Exercise directions> Convert the rows below into a JSON list of strings, one string for each line, leaving out any blank lines.

☆ ☆ ☆ ☆ ☆ ☆ ☆

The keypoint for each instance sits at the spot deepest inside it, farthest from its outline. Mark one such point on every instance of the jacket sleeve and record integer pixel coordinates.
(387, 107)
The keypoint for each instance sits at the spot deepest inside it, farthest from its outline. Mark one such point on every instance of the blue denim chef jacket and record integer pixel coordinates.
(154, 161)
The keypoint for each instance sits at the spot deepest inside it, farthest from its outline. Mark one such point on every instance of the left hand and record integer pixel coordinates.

☆ ☆ ☆ ☆ ☆ ☆ ☆

Written solution>
[
  "The keypoint for each instance sits at the spot deepest inside it, farthest from its outline. Mark one such point on every instance of the jacket sleeve and record integer pixel coordinates.",
  "(387, 107)",
  "The keypoint for each instance sits at the spot deepest inside it, farthest from its outline. Mark one such point on every instance of the blue denim chef jacket and record integer pixel coordinates.",
  "(154, 161)",
  "The keypoint for each instance sits at the spot deepest inside it, farthest from its outline. Mark one such point on every instance of the left hand and record integer pixel coordinates."
]